#### REQUIREMENTS
Write out the data below word for word, from its first line through the line that contains "Mark the region of every instance of the veteran", both included.

#### RECORDS SUPPLIED

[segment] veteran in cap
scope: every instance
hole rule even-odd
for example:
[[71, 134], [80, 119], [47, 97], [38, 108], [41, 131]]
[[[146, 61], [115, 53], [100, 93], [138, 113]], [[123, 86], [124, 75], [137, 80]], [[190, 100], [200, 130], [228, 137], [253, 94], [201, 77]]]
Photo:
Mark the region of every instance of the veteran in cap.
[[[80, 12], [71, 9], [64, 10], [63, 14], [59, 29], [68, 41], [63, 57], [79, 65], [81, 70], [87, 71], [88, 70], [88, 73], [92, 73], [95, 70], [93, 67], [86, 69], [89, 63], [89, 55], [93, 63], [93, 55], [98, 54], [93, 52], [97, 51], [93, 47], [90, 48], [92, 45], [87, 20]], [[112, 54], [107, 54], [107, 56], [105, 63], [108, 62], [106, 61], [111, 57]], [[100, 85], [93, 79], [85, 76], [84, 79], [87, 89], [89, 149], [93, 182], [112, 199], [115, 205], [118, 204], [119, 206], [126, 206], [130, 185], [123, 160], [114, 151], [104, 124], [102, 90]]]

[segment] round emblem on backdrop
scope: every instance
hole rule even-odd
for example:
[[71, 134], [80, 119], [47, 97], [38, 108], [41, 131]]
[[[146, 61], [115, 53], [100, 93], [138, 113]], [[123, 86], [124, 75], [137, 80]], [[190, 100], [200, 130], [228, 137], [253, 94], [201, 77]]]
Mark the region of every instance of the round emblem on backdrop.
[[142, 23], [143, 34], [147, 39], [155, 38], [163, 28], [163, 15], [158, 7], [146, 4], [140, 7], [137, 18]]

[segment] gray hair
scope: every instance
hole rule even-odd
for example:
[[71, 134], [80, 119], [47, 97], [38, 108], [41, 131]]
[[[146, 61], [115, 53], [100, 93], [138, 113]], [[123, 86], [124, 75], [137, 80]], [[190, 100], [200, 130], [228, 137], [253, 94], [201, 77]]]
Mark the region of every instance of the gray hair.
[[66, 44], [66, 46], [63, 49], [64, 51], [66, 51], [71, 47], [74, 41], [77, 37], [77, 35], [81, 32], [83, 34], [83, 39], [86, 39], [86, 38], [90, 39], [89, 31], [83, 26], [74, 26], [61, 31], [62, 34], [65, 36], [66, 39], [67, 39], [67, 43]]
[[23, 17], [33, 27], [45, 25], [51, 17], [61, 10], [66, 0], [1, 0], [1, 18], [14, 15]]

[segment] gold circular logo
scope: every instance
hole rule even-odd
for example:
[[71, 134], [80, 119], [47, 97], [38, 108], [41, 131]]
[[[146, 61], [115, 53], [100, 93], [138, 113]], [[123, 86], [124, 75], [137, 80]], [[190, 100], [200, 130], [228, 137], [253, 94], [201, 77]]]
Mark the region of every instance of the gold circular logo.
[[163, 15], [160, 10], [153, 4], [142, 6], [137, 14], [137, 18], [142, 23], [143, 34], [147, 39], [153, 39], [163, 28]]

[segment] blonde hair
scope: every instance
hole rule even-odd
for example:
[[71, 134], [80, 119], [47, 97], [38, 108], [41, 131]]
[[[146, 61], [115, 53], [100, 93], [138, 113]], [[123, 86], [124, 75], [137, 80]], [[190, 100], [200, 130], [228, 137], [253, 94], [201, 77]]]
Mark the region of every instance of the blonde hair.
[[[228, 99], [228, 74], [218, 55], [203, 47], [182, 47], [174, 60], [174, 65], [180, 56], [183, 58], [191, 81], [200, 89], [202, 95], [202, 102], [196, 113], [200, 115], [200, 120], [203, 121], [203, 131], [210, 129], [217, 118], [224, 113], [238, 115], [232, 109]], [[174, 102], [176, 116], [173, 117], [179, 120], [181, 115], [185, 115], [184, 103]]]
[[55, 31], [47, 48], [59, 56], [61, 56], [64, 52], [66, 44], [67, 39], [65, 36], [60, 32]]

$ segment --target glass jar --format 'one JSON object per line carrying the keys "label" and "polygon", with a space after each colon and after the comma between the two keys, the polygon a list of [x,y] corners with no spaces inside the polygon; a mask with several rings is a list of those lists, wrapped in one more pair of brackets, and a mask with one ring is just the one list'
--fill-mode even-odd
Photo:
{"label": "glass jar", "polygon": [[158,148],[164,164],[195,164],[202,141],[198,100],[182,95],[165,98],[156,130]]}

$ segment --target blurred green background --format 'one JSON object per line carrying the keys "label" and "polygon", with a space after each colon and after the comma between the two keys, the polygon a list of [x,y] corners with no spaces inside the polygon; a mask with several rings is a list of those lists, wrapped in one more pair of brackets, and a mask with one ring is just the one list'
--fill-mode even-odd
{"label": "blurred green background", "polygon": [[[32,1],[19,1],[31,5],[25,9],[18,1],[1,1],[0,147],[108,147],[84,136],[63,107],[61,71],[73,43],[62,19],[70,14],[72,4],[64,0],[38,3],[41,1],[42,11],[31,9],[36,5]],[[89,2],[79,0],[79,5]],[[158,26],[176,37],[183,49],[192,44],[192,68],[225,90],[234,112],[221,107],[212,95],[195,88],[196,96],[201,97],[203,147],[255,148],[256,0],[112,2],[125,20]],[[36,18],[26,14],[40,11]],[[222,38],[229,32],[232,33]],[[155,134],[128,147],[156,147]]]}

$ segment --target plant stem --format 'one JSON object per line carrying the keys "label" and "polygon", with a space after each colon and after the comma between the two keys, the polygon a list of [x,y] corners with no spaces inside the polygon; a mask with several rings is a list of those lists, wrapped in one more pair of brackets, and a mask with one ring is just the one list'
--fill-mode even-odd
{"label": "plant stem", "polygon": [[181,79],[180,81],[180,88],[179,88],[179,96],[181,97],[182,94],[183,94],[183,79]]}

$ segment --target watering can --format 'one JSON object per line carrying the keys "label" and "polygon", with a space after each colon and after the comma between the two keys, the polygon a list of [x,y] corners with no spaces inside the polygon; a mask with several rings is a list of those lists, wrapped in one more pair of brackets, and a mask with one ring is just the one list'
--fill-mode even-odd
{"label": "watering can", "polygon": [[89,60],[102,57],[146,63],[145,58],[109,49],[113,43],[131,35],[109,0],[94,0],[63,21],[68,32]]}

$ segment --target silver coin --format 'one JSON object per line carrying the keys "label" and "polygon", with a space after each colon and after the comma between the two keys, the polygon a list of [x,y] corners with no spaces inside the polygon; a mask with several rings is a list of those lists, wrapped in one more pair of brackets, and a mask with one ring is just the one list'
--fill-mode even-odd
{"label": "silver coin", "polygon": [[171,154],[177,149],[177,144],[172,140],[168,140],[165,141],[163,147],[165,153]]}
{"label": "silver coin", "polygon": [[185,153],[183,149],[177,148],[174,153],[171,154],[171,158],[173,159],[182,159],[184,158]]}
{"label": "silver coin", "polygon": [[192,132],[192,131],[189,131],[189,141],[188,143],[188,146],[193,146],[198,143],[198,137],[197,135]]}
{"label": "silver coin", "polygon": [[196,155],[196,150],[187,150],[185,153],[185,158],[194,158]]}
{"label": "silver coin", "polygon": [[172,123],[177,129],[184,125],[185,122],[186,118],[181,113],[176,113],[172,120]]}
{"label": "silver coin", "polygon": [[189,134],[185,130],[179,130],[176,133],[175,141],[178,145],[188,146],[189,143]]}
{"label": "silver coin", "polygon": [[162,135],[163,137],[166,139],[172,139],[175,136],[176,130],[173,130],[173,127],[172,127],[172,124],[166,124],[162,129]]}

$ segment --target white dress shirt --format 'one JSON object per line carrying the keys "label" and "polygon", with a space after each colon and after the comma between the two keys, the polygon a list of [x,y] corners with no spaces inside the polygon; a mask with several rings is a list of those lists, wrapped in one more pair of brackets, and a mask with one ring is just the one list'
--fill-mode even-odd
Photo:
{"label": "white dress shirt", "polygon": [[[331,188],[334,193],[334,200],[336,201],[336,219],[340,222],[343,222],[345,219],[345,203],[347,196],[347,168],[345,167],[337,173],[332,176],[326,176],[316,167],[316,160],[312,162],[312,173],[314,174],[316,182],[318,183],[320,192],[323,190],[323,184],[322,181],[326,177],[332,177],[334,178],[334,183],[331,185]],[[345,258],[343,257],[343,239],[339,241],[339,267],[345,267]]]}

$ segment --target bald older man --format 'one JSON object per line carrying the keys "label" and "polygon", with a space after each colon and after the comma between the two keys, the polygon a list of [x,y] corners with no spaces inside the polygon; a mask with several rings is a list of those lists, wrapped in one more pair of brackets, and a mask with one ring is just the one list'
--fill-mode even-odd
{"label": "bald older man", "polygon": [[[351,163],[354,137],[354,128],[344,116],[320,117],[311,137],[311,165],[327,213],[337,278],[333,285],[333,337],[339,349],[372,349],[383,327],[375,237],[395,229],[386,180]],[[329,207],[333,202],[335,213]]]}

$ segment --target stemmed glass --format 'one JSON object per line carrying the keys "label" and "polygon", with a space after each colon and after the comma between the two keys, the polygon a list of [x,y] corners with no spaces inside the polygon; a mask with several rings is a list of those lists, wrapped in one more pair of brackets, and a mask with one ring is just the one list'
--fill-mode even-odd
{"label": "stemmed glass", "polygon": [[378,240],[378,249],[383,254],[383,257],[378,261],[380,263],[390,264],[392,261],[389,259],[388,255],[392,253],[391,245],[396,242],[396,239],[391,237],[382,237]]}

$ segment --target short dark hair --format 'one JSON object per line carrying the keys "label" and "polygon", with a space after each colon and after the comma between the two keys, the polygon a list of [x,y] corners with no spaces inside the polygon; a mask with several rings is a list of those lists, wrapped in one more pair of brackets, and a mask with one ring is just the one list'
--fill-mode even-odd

#### ANSWER TO THIS EXERCISE
[segment] veteran in cap
scope: every instance
hole rule even-odd
for example:
[[71, 134], [80, 119], [47, 97], [38, 108], [41, 131]]
[[[146, 61], [115, 53], [100, 93], [138, 113]], [[123, 86], [124, 75], [137, 80]], [[190, 100], [200, 130], [228, 137], [253, 94], [201, 77]]]
Photo:
Mark the region of every instance of the veteran in cap.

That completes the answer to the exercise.